• **EXERCISE**:
Write out, please, the line containing "written like (1045,259)." together with all lines after it, up to and including the last one, with no other output.
# # # # #
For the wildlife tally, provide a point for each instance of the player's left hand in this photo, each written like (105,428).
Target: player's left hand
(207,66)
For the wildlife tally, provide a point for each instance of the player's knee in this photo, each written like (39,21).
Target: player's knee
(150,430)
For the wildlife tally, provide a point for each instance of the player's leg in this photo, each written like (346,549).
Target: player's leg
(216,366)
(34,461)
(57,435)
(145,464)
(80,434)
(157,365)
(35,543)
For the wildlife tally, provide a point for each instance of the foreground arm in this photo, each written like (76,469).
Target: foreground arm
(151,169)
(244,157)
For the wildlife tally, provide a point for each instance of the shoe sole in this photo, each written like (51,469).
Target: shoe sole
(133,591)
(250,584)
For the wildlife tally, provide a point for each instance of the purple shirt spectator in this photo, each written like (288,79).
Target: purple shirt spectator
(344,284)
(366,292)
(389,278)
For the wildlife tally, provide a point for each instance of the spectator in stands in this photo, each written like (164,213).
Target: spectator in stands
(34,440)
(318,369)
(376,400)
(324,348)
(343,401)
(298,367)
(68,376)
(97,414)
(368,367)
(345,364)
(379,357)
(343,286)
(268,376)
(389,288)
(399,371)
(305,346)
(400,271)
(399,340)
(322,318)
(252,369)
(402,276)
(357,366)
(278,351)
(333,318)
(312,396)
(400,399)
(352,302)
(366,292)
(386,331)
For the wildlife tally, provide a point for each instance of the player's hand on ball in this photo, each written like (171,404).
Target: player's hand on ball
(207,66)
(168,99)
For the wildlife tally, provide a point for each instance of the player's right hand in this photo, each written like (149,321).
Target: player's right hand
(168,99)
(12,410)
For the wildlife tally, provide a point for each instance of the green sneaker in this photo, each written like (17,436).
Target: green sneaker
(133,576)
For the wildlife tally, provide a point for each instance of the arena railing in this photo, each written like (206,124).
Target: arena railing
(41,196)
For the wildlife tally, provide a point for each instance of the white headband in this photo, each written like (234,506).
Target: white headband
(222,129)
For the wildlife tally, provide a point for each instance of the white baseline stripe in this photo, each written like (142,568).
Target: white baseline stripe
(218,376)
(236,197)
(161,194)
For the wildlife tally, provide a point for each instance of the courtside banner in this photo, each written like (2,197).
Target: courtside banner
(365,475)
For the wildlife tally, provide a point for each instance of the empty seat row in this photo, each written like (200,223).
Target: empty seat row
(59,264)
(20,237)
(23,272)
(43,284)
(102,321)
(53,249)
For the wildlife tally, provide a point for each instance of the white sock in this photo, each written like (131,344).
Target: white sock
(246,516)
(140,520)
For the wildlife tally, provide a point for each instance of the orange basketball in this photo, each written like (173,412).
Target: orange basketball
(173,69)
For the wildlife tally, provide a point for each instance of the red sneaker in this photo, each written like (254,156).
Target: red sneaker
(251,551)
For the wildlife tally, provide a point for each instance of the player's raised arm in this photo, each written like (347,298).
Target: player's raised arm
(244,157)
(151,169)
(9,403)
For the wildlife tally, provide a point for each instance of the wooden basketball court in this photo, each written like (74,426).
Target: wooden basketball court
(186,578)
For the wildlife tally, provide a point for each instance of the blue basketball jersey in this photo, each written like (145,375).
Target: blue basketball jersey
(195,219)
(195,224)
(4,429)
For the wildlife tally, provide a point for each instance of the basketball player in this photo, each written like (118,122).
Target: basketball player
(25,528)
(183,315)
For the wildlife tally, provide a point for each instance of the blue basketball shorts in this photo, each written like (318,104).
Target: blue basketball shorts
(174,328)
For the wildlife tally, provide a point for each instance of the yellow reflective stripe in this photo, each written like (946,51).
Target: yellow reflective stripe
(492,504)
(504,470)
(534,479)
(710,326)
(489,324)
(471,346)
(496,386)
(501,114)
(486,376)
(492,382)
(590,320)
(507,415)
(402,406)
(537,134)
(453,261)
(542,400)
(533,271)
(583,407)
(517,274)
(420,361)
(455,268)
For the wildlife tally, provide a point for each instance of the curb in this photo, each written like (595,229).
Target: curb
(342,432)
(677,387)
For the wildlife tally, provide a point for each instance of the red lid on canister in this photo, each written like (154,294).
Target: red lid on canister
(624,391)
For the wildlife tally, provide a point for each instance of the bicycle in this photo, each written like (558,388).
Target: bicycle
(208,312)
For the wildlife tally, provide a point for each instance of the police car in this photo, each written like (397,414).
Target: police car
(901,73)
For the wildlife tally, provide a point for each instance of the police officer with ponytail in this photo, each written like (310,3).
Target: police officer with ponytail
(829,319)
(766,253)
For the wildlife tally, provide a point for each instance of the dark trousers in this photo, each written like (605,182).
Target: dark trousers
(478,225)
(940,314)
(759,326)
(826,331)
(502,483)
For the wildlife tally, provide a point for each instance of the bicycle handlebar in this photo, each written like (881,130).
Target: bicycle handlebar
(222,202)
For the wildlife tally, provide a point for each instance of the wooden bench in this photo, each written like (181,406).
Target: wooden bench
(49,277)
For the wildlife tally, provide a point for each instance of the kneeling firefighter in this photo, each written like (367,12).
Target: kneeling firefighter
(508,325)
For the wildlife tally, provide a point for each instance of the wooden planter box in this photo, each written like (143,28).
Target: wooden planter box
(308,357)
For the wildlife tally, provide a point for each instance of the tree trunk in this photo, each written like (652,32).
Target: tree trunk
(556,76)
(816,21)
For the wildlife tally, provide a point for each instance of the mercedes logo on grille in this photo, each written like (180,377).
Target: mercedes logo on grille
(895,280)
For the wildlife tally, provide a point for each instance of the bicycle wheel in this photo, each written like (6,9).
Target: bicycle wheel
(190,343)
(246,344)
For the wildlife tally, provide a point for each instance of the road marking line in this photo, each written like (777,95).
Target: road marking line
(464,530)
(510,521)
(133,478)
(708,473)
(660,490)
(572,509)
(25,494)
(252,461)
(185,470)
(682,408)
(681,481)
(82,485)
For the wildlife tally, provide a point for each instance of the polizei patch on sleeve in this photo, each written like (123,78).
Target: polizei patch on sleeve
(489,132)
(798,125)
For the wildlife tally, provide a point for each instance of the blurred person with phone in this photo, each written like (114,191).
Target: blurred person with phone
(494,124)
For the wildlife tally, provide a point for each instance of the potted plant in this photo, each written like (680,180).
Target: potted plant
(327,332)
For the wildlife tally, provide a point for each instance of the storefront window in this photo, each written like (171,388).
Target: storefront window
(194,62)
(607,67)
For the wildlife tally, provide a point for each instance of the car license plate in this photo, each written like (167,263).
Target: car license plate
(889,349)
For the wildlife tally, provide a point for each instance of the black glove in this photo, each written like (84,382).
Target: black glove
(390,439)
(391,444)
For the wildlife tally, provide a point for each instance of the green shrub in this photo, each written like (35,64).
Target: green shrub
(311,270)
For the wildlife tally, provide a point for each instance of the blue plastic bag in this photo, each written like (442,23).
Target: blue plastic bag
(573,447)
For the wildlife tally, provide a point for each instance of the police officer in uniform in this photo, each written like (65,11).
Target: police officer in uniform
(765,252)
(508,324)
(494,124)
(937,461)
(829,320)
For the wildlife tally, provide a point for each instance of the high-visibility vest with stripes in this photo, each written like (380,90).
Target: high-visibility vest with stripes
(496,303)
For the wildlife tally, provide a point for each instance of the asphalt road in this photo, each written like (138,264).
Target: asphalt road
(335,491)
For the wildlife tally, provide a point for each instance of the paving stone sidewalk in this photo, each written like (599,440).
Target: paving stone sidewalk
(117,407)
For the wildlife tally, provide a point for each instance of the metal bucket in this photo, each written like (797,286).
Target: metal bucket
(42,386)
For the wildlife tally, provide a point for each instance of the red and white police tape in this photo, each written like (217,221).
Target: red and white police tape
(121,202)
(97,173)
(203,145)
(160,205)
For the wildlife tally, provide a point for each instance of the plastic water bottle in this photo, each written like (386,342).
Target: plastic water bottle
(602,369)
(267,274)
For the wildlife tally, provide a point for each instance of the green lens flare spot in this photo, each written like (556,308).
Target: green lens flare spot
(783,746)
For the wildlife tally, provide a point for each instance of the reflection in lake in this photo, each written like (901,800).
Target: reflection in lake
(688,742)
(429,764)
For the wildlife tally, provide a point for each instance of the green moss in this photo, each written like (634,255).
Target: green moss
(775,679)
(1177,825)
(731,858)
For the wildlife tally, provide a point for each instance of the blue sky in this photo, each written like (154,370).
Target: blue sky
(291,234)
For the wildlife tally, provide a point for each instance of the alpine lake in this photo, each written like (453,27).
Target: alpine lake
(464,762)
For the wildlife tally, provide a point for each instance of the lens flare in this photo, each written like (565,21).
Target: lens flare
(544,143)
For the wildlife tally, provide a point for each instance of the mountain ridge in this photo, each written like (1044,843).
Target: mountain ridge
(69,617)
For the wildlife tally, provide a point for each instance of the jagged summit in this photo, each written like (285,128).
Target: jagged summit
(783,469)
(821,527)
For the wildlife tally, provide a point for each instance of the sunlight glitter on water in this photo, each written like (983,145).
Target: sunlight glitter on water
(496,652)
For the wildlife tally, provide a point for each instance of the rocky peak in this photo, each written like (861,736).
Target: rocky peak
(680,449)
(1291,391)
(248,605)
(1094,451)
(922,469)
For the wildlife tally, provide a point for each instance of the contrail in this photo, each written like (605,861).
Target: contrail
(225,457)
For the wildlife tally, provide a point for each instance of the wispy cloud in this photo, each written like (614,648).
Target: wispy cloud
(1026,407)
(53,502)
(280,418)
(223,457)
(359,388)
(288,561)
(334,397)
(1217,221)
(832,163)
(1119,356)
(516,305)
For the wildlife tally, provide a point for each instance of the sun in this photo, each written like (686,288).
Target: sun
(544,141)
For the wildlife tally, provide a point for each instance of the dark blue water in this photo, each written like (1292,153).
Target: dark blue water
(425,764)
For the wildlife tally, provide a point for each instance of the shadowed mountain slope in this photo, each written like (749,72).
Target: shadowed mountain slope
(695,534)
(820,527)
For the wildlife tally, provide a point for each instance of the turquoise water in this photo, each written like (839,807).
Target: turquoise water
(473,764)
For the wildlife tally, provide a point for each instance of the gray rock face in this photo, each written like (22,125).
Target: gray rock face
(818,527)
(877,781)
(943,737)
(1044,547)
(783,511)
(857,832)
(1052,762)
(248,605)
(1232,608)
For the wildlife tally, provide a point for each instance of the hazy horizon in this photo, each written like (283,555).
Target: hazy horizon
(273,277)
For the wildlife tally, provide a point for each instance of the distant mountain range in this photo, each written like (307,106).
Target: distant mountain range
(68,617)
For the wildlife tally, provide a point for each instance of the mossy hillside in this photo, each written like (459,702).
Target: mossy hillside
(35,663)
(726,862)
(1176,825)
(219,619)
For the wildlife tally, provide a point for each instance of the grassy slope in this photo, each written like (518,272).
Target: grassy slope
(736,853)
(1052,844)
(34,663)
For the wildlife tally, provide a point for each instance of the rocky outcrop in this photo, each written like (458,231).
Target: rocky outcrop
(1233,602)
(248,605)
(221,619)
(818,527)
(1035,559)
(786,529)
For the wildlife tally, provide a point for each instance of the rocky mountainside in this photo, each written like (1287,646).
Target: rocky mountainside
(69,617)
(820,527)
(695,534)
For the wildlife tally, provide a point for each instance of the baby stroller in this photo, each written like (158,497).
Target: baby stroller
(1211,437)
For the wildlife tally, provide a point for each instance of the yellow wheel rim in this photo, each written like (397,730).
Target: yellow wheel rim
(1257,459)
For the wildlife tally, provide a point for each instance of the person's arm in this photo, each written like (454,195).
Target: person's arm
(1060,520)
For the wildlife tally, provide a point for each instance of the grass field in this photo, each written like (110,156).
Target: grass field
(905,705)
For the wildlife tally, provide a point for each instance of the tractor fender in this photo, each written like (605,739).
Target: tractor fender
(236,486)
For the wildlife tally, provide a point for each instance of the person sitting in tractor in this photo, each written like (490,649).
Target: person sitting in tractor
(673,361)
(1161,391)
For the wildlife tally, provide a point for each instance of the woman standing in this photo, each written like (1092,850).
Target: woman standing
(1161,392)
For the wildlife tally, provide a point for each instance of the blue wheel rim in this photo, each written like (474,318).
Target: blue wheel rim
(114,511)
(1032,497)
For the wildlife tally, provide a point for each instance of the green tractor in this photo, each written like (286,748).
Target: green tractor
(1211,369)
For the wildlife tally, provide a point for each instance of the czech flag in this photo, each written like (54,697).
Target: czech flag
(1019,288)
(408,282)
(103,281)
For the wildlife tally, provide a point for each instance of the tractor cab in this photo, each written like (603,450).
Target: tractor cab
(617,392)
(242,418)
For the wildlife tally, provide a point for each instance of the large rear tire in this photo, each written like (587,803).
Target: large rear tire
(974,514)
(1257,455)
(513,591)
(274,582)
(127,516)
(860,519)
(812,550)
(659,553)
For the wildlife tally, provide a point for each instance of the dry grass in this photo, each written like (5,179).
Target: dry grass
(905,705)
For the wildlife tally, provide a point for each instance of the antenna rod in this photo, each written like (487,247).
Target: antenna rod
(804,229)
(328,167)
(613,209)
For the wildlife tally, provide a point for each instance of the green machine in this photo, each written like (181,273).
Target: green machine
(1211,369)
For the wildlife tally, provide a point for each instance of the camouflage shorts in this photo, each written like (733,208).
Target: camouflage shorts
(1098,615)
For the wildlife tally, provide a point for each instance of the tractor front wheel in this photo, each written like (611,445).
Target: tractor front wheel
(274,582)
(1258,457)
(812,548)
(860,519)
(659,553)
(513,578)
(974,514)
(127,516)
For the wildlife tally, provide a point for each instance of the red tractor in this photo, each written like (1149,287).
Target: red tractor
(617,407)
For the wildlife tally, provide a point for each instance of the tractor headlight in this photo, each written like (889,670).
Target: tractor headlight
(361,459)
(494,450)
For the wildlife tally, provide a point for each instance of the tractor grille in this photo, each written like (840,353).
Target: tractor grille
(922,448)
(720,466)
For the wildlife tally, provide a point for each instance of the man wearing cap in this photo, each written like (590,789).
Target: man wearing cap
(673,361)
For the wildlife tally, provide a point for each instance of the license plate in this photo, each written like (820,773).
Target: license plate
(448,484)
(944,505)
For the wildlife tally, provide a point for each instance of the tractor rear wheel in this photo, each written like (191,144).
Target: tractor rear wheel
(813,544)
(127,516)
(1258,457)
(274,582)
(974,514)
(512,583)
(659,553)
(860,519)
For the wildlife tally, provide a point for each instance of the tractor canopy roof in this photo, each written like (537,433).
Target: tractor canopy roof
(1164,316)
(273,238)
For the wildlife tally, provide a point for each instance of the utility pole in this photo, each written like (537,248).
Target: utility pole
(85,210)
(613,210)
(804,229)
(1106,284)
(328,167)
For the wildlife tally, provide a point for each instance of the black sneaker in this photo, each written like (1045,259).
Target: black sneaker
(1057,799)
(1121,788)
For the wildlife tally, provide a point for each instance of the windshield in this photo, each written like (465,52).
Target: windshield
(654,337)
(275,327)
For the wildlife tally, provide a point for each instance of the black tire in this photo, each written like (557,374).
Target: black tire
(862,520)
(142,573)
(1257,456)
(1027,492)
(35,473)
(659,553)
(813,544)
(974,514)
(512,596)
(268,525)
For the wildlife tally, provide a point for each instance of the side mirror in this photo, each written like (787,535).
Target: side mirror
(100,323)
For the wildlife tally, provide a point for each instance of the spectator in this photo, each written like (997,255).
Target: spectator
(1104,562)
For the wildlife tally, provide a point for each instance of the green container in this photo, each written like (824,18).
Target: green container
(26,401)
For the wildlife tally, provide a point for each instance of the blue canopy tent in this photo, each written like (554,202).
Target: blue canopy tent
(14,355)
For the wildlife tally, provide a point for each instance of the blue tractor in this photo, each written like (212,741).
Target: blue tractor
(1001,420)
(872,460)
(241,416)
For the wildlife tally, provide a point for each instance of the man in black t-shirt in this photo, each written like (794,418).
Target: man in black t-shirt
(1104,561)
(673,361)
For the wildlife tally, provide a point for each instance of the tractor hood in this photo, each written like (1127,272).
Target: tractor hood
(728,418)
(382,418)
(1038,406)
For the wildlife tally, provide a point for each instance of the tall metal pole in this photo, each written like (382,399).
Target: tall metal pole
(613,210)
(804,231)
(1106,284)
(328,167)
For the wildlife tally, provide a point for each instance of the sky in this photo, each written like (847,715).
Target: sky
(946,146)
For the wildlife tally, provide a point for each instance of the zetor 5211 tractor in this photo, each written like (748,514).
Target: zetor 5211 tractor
# # # # #
• **FINAL ANSWER**:
For the wildlife tally, provide a point for each instance of the black sneaker in this photo, each written like (1045,259).
Target: black sneaker
(1057,799)
(1121,788)
For the wildlife tally, provide a point for each instance of the windshield in this photo, each written like (465,52).
Target: windshield
(654,337)
(275,327)
For the wildlife tally, provide a point for each instance of the black tire in this photo, each written like (557,374).
Target: black tire
(862,520)
(142,573)
(1257,456)
(1027,492)
(35,473)
(659,553)
(813,544)
(974,514)
(512,596)
(268,525)
For the wildlife tally, provide a point for each instance of the side mirror in this photo, each written like (787,535).
Target: side mirror
(100,323)
For the wildlife tally, provide a point for each instance of the spectator in this photo, each written like (997,255).
Target: spectator
(1104,562)
For the wildlife tally, provide a point for each instance of the green container in this photo, each written like (824,18).
Target: green container
(26,401)
For the wildlife tally, provide a point for each instance of the blue canopy tent in this photo, each written like (554,202).
Target: blue canopy tent
(14,355)
For the wildlife tally, provide a point for each instance of the blue tractor in this photo, each written like (212,741).
Target: blue tractor
(1001,420)
(872,460)
(241,416)
For the wildlife tally, provide a point for each instance of the man in black t-shirt in this photo, each written like (794,418).
Target: man in black t-shirt
(1104,561)
(673,361)
For the wildlife tally, provide a point for each instance of the tractor hood in this photo, each written like (1127,272).
Target: tractor hood
(728,418)
(382,418)
(1038,406)
For the wildlife tally, provide a point for each instance of the tall metal pole in this photo, each written like (382,399).
Target: tall metal pole
(613,210)
(804,231)
(1106,284)
(328,167)
For the wildlife tally, provide a point for each instance of the sky in this photo, each written like (847,715).
Target: sky
(946,146)
For the wildlife tally, provide a point for each instance of the zetor 5211 tractor in this photo, each written like (748,514).
Target: zetor 5211 tractor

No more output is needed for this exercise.